◆ Your goal:
Please copy the lines of the entries below verbatim, beginning at the line that contains "the stone pillar" and stopping after the line that contains "139 141 180 183".

[Detection annotation entries]
○ ○ ○ ○

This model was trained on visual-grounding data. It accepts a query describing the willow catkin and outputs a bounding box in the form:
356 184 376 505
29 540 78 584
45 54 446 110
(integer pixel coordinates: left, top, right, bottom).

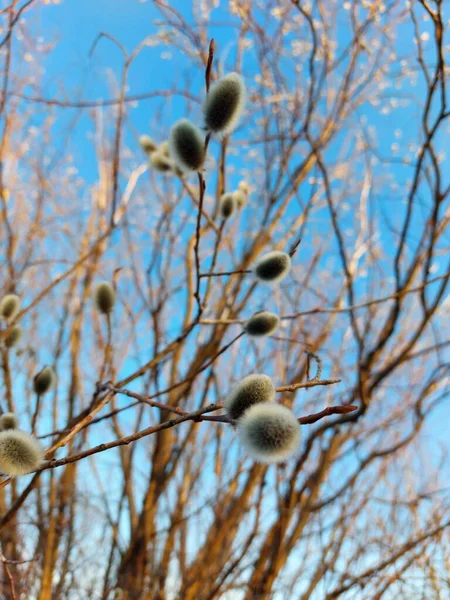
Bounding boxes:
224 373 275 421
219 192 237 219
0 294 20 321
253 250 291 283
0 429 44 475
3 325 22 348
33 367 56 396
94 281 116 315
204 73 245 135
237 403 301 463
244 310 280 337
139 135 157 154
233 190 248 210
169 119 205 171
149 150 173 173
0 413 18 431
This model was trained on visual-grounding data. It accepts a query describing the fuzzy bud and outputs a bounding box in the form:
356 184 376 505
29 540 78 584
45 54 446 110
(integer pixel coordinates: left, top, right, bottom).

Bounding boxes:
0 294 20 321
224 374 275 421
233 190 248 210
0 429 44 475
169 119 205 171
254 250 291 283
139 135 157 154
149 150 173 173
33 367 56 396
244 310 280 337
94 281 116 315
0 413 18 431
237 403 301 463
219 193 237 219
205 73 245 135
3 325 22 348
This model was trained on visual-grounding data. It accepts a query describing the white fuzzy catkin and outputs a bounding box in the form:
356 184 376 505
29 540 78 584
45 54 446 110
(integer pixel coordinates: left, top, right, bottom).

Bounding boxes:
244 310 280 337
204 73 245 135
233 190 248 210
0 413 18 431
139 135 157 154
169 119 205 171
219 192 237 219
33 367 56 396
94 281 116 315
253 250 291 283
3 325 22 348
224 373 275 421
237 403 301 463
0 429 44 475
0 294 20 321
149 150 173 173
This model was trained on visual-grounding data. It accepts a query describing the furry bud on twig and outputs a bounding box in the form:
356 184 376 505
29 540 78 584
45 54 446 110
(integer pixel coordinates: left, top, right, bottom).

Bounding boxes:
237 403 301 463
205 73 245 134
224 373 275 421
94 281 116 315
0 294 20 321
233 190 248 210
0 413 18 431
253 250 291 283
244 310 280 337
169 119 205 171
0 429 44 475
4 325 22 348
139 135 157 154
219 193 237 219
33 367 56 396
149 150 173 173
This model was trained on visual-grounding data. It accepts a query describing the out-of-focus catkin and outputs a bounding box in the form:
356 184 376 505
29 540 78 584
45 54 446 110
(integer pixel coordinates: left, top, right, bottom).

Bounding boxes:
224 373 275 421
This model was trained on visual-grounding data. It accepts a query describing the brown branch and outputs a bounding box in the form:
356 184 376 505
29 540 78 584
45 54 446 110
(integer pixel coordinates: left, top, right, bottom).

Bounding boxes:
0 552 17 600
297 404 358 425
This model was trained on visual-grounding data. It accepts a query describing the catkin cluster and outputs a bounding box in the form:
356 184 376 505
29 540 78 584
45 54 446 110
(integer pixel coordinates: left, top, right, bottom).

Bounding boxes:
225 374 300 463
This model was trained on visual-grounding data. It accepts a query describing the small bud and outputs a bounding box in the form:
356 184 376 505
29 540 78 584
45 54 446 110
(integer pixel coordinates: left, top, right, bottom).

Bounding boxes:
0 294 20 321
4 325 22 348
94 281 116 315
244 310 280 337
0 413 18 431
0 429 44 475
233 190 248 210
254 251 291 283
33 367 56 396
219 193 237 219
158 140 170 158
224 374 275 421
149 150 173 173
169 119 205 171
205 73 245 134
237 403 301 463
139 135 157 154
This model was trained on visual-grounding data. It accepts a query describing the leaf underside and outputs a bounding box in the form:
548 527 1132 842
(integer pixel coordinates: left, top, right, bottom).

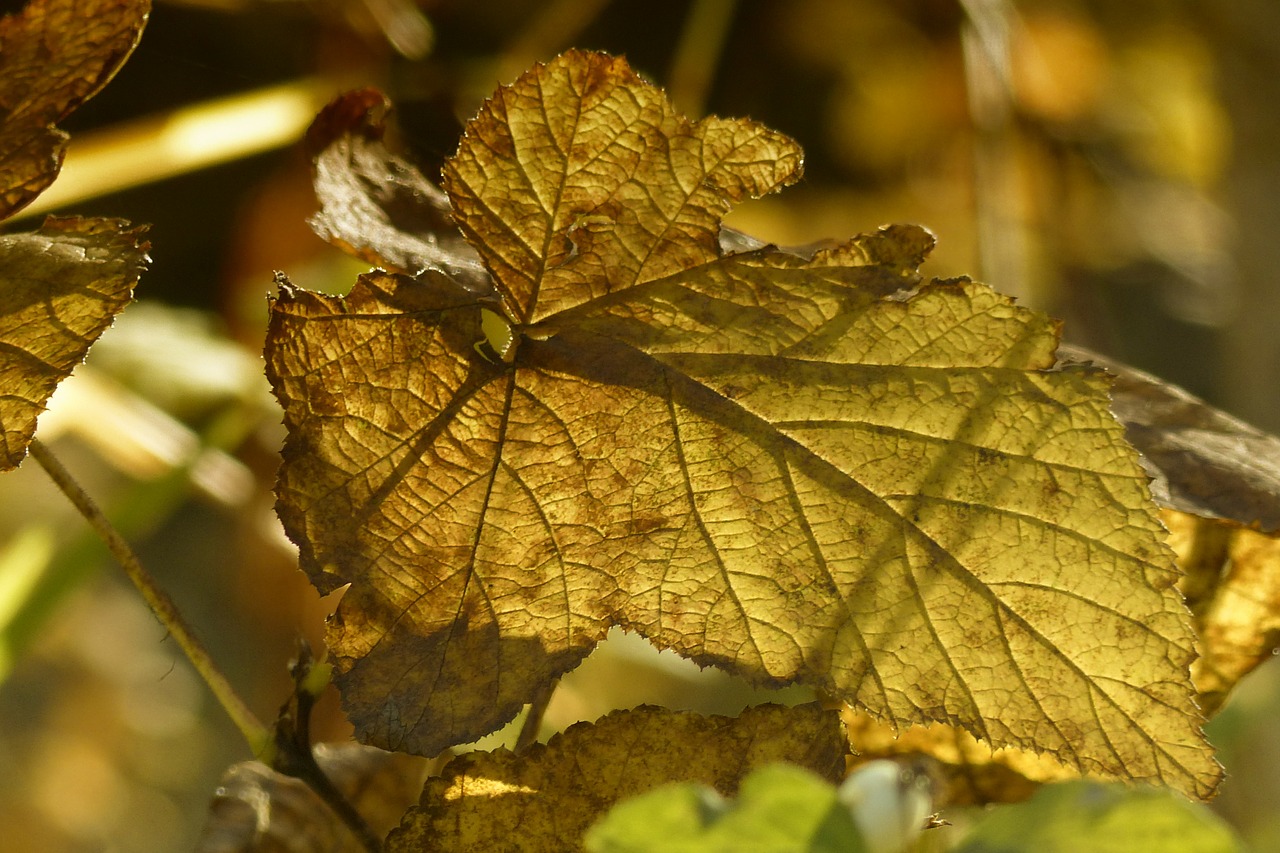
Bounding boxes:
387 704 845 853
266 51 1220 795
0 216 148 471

○ ○ ○ ○

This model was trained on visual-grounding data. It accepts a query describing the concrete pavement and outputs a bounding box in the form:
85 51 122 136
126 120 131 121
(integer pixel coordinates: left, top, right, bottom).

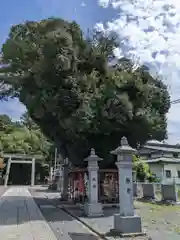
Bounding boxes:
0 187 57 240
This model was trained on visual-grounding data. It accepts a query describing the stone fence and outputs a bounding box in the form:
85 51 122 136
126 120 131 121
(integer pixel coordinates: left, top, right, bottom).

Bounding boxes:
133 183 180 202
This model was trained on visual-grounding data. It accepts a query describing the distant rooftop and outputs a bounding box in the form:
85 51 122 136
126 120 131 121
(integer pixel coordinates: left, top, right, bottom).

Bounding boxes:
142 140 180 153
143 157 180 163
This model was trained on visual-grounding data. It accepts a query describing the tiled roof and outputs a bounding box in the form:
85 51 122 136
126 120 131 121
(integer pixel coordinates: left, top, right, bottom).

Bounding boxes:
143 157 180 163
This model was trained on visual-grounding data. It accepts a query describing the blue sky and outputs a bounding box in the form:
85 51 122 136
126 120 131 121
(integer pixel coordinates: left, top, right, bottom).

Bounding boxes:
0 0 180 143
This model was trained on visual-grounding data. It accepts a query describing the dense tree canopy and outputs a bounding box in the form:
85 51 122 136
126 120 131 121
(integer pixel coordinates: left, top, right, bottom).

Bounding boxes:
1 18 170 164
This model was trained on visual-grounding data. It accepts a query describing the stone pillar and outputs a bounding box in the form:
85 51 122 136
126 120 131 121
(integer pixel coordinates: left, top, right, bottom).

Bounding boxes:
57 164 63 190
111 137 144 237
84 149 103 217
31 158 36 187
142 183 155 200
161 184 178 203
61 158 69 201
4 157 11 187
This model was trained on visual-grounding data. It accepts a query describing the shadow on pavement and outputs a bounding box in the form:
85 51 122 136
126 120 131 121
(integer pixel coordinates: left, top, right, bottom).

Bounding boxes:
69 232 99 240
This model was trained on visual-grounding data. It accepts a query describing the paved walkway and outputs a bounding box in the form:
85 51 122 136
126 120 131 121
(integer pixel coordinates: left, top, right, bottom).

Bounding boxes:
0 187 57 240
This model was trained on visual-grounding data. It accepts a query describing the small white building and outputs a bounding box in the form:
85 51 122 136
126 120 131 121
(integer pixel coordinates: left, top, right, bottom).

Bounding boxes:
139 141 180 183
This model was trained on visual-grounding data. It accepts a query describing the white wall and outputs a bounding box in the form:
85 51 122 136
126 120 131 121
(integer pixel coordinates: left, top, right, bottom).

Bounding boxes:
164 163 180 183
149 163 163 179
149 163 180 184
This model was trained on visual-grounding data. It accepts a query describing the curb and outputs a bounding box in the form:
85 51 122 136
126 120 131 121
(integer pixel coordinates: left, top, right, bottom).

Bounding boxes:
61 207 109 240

○ ○ ○ ○

◆ Result:
This model was trained on visual-grounding data. It accepts a query describing the stone pillar and outputs a bounding box in the form:
85 51 122 136
126 120 131 121
(integer pixel coordinates: left, top, right, bottom).

Bounding boxes:
57 164 63 190
111 137 144 237
84 149 103 217
31 158 36 187
142 183 155 200
161 184 178 203
61 158 69 201
4 157 11 187
This model was trained on visual-grounding data. It accepts a query describing the shadow on pavement and outputs a bounding box in the form:
85 51 122 136
126 120 131 121
(integer pixel coordinates: left, top, right, bottom).

Bounding boxes:
69 232 99 240
This model was trained on visual-grounding data. It accepts a query describing the paved walkway and outputs a bounding box in the form:
85 51 122 136
126 120 131 121
(integer pixel coordinates: left, top, right, bottom).

Bounding boxes:
0 187 57 240
This model was trained on visual-grounding data. It accepts a query describing the small white building and outputs a bounding box in the form:
85 51 122 136
126 120 131 121
(integer pixel coordinates: left, top, right, bottom).

Bounding boxes:
139 141 180 183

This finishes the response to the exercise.